[対象文書]
★ ★ ★ ★ ★

第3.不自然な「人生の最終段階」の設定の意味について

 1.前記第21.()において指摘したように、本「提言」で「患者側から医療チームに透析見合わせの申出があった場合には医師が生命維持のために透析を永続的に必要とするESKD(末期腎不全)と診断した時点から人生の最終段階となる」との不自然な設定がなされている。

   その理由を推認すると、上記7項での引用文の前に「医学的には人生の最終段階ではないが生命維持のために透析を必要とする患者が、CKM(保存的腎臓療法)を選択して透析を見合わせた場合には、数日から数週で死亡する可能性が高い」との一文があり、「死」が近いことがその理由になっていると考えられる。

 2.しかし、人生の最終段階でない「患者・家族等」がCKMを選択してもそれを撤回して変更することが可能である事を同4項「透析見合わせの際のSDM(共同意思決定)とセカンド・オピニオン」で繰り返し論じられており、「患者が意思決定」したあとも「必要に応じて決定を見直す機会を持つようにする」とさえ記載している。

   したがって、「患者・家族等」がCKMを見直せば、「透析の再開もしくは開始」となり、「人生の最終段階」ではなくなる。本「提言」の立場では「それはそれでよい」と言うのであろう

   しかし、問題はなぜそんな「くるくる変わる可能性」のある事項について医学的に不自然な規定をわざわざしているのかということである。

 ひるがえって、具体的な事態を想定する。

   人生の最終段階でない患者・家族等が、透析治療を続ければ10年や20年は生きる可能性がある場合に、透析の見合わせをしてCKM(保存的腎臓療法)を選んだとすると、多くの場合「数日から数週で死亡する可能性が高い」から、徐々に尿毒症が進行し、末期に至ると「耐えがたい苦痛」、ある人に言わせると「地獄の苦しみ」を受ける。客観的には、透析を再開すれば救命されるから「人生の最終段階」(従前からの言い方でいえば終末期)ではない。

   ところが、本「提言」は、無理に「人生の最終段階」と言い張って、この「耐えがたい苦痛」の緩和から死に至る過程を「終末期における延命治療」にしてしまって違法ではないという「理屈」にするために医学的にも全く不自然な「人生の最終段階」の設定をしたのではあるまいか。しかし、かかる設定は、医学的にも社会的にも、全く不合理な設定であって適法性は全く存在していない。

第4.再考を求める。

   以上、中心的な問題について批判を展開してきたが、貴学会がこのまま医療現場にこの「提言」を正しいものとして提示し、多くの医師がそのまま実行するとすれば、正に医療現場にも社会的にもゆゆしき事態が発生することは明らかです。法的諸問題も発生します。

   冒頭で若干触れましたが、透析医療の現場で判断に困窮する事態があることは承知していますが、問題は「生命」に関わる事柄であって、経済合理性や効率性で処断できる問題ではありません。透析が生きるために必要であるにもかかわらず透析を見合わせる意思は、その患者に降りかかっている深刻な事情に基づいており、医療側からその事情を取り除いてしまうことはできないにしても、その患者が希望をもってそれら事情を乗り越えていこうとする意欲を生み出していけるように努力して生命を守ることが医療者としての重要な役目です、この医療の根本使命にたちかえって本「提言」については強く再考を求める次第です。

★ ★ ★ ★ ★

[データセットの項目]

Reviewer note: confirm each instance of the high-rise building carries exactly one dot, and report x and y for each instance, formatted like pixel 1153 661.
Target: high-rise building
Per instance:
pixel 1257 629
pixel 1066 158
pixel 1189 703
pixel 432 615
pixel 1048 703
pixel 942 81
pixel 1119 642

★ ★ ★ ★ ★

[作業一覧]
a - 対象文書の「1.前記第21.()において」から始まり「由になっていると考えられる。」で終わる部分を、「医療チーム」を「診療チーム」に置き換えて書き直してください。
b - 対象文書によると、CKMを選択して透析を見合わせた場合、患者はどのくらいの期間で死亡する可能性が高いとされていますか。
c - 対象文書に出てくる略語のうち、括弧内に正式名称が添えられているものをすべて挙げてください。

[作業の解答]
a -
1.前記第21.()において指摘したように、本「提言」で「患者側から診療チームに透析見合わせの申出があった場合には医師が生命維持のために透析を永続的に必要とするESKD(末期腎不全)と診断した時点から人生の最終段階となる」との不自然な設定がなされている。

   その理由を推認すると、上記7項での引用文の前に「医学的には人生の最終段階ではないが生命維持のために透析を必要とする患者が、CKM(保存的腎臓療法)を選択して透析を見合わせた場合には、数日から数週で死亡する可能性が高い」との一文があり、「死」が近いことがその理由になっていると考えられる。

b - 数日から数週で死亡する可能性が高いとされています。

c -
- ESKD(末期腎不全)
- CKM(保存的腎臓療法)
- SDM(共同意思決定)